## [WORK TO COMPLETE]
Copy out every row below word for word, keeping them in their original order.

** start of SUPPLIED MATERIAL **

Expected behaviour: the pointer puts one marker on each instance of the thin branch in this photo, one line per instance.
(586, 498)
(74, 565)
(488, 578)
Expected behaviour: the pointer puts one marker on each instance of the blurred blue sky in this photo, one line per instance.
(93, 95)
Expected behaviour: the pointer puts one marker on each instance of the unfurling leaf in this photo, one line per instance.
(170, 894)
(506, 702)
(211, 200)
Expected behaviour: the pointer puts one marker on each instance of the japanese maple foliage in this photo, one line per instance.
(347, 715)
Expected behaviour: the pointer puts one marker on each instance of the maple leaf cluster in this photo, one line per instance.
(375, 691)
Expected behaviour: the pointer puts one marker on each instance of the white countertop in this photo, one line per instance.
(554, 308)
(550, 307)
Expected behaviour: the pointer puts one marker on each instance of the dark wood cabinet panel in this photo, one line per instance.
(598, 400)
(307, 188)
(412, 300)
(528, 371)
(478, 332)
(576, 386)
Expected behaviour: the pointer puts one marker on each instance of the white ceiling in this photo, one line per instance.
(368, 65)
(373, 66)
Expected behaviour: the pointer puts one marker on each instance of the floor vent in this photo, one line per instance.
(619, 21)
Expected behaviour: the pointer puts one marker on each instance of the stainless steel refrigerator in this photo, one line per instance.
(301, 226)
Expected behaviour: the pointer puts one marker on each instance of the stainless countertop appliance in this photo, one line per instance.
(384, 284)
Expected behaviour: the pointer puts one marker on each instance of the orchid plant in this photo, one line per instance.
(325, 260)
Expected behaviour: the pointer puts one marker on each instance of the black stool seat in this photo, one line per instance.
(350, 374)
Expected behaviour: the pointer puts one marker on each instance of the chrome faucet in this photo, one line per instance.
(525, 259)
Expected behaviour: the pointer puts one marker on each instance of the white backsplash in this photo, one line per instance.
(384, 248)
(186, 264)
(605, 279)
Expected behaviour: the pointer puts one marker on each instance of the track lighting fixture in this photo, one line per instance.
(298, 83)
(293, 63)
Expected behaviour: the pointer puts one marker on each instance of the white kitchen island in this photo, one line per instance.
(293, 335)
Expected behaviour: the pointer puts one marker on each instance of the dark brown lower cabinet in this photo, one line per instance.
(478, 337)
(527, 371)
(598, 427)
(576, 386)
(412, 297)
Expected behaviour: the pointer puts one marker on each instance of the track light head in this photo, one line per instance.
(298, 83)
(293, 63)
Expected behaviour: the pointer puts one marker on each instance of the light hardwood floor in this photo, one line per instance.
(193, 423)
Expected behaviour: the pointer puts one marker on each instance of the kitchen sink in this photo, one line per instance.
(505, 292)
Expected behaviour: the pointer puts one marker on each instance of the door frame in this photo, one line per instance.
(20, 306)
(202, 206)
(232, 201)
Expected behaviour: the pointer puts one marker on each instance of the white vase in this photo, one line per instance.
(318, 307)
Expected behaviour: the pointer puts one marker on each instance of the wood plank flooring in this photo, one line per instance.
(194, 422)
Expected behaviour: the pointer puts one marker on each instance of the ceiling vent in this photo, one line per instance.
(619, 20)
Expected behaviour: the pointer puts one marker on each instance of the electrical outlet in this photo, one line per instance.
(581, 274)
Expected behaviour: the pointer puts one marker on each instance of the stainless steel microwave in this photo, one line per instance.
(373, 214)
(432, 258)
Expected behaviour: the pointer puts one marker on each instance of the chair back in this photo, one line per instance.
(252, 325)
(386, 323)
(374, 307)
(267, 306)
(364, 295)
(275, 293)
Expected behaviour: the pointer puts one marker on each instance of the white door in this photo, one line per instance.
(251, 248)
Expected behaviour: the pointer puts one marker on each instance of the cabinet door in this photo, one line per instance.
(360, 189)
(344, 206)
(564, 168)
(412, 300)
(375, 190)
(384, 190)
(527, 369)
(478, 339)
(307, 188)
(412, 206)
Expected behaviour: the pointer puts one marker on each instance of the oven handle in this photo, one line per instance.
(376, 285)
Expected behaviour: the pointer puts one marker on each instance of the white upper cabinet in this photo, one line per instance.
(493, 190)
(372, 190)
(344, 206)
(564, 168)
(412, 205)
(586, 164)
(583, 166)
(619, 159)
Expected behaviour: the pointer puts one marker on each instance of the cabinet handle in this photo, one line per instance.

** end of SUPPLIED MATERIAL **

## [RESULT FOR THIS TASK]
Expected behaviour: the pointer puts one marker on each instance of the thin branch in this photo, one line per instance.
(586, 498)
(74, 565)
(488, 578)
Expected behaviour: the pointer puts one marker on each instance of the blurred blue sky in this photo, one line per instance.
(93, 95)
Expected behaviour: the pointer puts one marker on each instance of the unfurling leaf in this photo, one line per instance.
(170, 894)
(506, 702)
(211, 200)
Expected behaviour: the pointer puts one marker on each instance of the japanese maple foliage in this photo, one line per instance.
(347, 715)
Expected behaviour: the pointer puts one marker on each instance of the maple leaf cluster in this photo, one line per instance.
(375, 691)
Expected behaviour: the pointer puts one marker on each instance of the white countertop in this photo, one line per instance.
(554, 308)
(550, 307)
Expected behaviour: the pointer puts one marker on each instance of the dark wood cabinet panel in this photo, one line per instance.
(598, 400)
(307, 188)
(412, 300)
(528, 371)
(478, 332)
(576, 386)
Expected behaviour: the pointer puts one marker on each instance of the white ceiling in this photo, one line per instance.
(368, 65)
(373, 66)
Expected behaviour: the pointer puts one marker on each instance of the floor vent in this photo, one line per instance.
(619, 21)
Expected behaviour: the pointer puts one marker on each instance of the stainless steel refrigerator in this photo, one line per instance.
(301, 226)
Expected behaviour: the pointer puts one marker on each instance of the stainless countertop appliance in this photo, one line per instance.
(384, 284)
Expected behaviour: the pointer puts one marker on each instance of the orchid plant in this photo, one line per instance.
(325, 260)
Expected behaviour: the pointer puts one marker on each instance of the black stool seat in this photo, one line per instance.
(350, 374)
Expected behaviour: the pointer puts one marker on each instance of the chrome faucet in this photo, one line per instance.
(525, 259)
Expected behaviour: the pointer puts one marker on each instance of the white backsplash in this photo, one line per instance.
(384, 248)
(186, 264)
(605, 279)
Expected behaviour: the pointer puts one marker on each instance of the track lighting fixture in this photo, one line per instance.
(298, 83)
(293, 63)
Expected behaviour: the pointer puts one marker on each instance of the white kitchen island in this photo, one line per instance.
(293, 335)
Expected behaviour: the pointer puts one marker on each instance of the dark brown lower cabinet in this photo, one line per instance.
(478, 337)
(527, 371)
(598, 427)
(576, 386)
(412, 297)
Expected behaviour: the pointer puts one marker on each instance of the track light head in this photo, one line per instance.
(298, 83)
(293, 63)
Expected behaviour: the pointer puts one marker on each instance of the light hardwood floor in this photo, one line per instance.
(193, 423)
Expected behaviour: the pointer puts one marker on each instance of the kitchen sink in this photo, one line per instance.
(505, 292)
Expected behaviour: the pointer puts one marker on each instance of the door frame in this photo, one line per instance.
(20, 306)
(202, 206)
(232, 201)
Expected behaviour: the pointer puts one marker on each instance of the white vase in this photo, one line per instance.
(318, 307)
Expected behaviour: the pointer puts one marker on each instance of the wood plank flooring in this photo, one line per instance.
(194, 422)
Expected behaviour: the pointer puts one marker on each instance of the ceiling vent in this photo, one line per instance.
(619, 20)
Expected behaviour: the pointer puts one marker on each instance of the electrical outlet in this photo, one line per instance.
(581, 274)
Expected behaviour: the pointer puts one marker on each instance of the stainless steel microwave in this photo, one line per instance.
(373, 214)
(432, 258)
Expected behaviour: the pointer puts one marker on each instance of the chair back in this photo, one line per instance.
(252, 325)
(386, 323)
(374, 307)
(267, 306)
(364, 295)
(275, 293)
Expected behaviour: the pointer puts one marker on each instance of the white door in this photo, one line per instance.
(251, 248)
Expected behaviour: the pointer puts one marker on each instance of the cabinet door in this photo, one line per instance.
(360, 189)
(344, 206)
(564, 168)
(412, 300)
(375, 190)
(384, 190)
(527, 369)
(478, 339)
(307, 188)
(412, 206)
Expected behaviour: the pointer puts one marker on each instance of the oven handle in this photo, one line per instance.
(376, 285)
Expected behaviour: the pointer puts one marker on each instance of the white upper cabinet in this photo, one line per instance.
(493, 190)
(372, 190)
(344, 206)
(564, 168)
(412, 205)
(586, 164)
(583, 166)
(619, 159)
Expected behaviour: the pointer puts one marker on each instance of the cabinet handle in this photo, one line per instance.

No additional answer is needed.